[Stated task]: Copy the records below word for word, beginning at the line that contains "Might I trouble you for the coordinates of the pavilion" and stopping after the line that contains "(1034, 407)".
* start *
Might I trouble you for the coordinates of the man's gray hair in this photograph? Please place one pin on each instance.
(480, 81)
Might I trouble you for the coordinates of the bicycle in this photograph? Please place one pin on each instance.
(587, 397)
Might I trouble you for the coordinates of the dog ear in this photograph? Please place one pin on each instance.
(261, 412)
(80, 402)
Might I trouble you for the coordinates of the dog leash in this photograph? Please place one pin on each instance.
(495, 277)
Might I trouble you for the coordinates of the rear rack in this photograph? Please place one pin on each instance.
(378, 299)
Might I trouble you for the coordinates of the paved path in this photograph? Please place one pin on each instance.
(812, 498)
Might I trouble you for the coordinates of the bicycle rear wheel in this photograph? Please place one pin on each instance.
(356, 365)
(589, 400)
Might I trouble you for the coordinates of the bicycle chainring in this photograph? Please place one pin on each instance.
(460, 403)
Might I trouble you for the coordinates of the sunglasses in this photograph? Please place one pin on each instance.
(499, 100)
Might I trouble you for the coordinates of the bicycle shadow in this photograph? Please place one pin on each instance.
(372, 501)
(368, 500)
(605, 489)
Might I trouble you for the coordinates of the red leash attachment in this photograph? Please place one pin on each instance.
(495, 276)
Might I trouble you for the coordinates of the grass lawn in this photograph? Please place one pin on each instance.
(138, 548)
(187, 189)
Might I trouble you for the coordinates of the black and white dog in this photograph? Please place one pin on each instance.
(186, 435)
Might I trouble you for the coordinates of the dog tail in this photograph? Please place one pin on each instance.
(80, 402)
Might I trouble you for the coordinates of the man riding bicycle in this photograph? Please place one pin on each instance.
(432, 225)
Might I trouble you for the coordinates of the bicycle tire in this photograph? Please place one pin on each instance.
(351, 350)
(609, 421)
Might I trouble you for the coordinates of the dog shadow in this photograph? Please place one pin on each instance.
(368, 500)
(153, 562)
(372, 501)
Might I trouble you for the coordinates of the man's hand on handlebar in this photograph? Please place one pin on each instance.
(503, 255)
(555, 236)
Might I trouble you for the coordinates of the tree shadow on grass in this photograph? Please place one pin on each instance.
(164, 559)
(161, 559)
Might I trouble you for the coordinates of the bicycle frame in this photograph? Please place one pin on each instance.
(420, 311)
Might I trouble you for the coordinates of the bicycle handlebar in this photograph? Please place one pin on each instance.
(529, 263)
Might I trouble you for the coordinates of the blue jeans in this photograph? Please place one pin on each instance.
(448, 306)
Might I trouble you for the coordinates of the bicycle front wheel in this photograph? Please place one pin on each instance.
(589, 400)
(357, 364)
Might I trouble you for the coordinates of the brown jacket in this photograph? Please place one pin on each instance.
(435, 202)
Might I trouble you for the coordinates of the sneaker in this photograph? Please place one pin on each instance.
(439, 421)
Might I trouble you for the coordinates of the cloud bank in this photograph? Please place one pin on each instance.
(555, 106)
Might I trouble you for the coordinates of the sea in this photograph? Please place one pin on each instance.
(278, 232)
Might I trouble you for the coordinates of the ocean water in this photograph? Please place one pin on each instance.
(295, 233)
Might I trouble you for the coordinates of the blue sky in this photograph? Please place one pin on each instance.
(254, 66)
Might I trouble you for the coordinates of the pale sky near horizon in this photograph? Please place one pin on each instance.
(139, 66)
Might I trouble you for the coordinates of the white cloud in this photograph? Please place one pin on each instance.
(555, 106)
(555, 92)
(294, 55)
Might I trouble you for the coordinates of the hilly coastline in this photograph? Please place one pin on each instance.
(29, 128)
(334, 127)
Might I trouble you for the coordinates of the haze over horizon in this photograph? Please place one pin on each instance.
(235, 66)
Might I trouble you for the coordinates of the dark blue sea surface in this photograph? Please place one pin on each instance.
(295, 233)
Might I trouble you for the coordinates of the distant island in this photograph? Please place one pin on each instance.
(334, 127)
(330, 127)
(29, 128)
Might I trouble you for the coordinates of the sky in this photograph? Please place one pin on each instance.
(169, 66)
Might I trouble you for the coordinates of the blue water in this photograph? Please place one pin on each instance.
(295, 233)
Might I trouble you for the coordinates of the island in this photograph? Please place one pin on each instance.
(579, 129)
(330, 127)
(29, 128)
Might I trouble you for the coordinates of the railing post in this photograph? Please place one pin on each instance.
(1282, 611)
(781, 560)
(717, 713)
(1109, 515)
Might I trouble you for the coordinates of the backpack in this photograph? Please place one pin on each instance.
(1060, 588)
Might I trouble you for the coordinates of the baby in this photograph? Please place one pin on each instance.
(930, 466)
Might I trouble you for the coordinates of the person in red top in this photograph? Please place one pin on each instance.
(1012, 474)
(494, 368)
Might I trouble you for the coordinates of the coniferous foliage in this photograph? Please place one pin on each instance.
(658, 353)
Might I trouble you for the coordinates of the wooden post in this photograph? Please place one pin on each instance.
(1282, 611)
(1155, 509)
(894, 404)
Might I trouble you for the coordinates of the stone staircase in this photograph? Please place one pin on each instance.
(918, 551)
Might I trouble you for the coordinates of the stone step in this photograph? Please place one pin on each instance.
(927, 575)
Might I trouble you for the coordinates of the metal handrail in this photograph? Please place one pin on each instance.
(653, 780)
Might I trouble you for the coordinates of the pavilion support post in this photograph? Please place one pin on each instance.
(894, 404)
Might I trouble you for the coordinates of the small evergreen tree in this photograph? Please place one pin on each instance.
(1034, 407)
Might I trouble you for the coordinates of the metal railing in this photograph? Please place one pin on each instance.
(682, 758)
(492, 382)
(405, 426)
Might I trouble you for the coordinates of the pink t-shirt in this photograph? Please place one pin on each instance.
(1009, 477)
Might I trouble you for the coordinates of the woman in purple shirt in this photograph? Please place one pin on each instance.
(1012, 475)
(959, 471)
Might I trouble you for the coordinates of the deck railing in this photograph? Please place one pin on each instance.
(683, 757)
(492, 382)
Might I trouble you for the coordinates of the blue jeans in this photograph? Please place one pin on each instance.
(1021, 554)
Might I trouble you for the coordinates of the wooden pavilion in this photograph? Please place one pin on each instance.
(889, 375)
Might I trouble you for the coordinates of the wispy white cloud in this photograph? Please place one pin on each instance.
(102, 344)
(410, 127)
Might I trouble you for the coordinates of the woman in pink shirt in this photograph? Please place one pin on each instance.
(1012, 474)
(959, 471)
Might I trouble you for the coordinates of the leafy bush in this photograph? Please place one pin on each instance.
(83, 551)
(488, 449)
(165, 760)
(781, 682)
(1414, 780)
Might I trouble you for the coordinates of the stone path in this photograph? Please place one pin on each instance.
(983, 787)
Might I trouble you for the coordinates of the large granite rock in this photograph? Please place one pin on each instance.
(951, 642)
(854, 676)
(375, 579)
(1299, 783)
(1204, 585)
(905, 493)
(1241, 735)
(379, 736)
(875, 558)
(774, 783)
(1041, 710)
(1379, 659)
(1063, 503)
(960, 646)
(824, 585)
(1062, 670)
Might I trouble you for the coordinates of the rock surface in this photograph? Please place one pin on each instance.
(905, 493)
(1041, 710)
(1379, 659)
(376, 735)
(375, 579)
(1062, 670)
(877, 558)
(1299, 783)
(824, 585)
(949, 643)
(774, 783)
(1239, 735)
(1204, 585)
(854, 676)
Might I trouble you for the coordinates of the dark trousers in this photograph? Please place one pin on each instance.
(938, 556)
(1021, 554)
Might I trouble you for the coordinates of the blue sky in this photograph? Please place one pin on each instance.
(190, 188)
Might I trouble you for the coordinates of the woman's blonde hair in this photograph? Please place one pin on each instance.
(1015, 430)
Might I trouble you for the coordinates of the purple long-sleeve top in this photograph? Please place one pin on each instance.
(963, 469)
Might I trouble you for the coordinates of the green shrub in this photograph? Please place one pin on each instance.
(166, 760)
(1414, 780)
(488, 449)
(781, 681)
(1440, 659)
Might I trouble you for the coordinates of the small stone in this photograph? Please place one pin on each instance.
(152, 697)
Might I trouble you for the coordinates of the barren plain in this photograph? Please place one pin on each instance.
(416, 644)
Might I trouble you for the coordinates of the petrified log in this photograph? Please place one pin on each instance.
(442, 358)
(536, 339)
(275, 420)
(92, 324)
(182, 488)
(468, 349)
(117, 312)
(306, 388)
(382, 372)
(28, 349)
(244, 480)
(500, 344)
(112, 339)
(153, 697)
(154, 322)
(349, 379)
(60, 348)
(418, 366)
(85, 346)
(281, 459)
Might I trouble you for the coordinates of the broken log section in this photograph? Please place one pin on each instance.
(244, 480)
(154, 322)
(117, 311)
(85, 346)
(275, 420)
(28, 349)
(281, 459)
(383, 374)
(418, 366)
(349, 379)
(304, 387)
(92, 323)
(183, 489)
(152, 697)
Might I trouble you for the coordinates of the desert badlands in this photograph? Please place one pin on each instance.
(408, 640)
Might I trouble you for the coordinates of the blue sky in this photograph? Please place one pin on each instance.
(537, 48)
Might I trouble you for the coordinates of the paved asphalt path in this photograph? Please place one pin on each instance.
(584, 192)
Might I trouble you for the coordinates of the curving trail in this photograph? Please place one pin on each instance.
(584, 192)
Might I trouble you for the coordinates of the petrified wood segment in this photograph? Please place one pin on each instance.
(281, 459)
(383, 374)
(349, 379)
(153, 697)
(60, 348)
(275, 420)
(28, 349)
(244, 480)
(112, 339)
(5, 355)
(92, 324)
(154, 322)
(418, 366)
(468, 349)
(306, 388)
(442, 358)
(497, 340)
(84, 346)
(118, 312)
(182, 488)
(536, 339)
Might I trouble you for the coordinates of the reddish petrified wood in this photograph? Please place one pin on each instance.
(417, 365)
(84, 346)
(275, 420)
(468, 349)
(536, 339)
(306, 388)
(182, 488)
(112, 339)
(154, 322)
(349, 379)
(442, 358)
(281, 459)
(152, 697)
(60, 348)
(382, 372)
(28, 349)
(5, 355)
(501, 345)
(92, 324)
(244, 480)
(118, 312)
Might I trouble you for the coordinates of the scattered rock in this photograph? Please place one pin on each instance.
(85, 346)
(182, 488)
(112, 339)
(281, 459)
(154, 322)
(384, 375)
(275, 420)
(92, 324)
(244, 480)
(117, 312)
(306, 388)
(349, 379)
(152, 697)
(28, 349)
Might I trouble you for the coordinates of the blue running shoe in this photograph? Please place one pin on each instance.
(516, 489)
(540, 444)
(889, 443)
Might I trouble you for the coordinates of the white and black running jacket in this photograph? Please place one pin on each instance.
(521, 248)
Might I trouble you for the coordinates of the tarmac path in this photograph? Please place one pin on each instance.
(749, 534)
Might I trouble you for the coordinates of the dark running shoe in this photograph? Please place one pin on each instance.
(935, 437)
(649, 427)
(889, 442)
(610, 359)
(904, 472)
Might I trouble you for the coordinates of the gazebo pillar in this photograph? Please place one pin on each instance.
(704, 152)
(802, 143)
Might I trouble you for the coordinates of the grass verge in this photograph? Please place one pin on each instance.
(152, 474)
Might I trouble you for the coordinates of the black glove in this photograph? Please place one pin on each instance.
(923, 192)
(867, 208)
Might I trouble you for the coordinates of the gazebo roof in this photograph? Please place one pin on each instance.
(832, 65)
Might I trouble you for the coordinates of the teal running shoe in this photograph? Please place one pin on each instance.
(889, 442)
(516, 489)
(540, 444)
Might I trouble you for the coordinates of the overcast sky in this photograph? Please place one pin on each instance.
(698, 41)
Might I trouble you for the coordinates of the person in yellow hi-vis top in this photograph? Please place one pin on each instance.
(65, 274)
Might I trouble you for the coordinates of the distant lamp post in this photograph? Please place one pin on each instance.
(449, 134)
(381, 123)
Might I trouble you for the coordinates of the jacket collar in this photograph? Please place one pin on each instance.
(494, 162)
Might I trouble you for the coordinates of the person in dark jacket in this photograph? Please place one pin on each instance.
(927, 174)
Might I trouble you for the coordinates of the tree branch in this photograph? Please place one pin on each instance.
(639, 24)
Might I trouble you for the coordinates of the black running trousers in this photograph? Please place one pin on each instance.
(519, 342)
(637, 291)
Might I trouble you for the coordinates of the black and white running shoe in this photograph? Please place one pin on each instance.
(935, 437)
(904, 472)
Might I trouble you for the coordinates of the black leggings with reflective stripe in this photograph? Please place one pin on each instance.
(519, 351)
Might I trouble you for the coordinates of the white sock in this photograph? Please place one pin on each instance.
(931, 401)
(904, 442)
* end *
[The response]:
Might I trouble you for the coordinates of the pavilion support post in this photograph? Please place one pin on each instance.
(894, 404)
Might I trouble you for the coordinates of the small evergreen tree in this photograph? Please place one pin on each instance.
(1034, 407)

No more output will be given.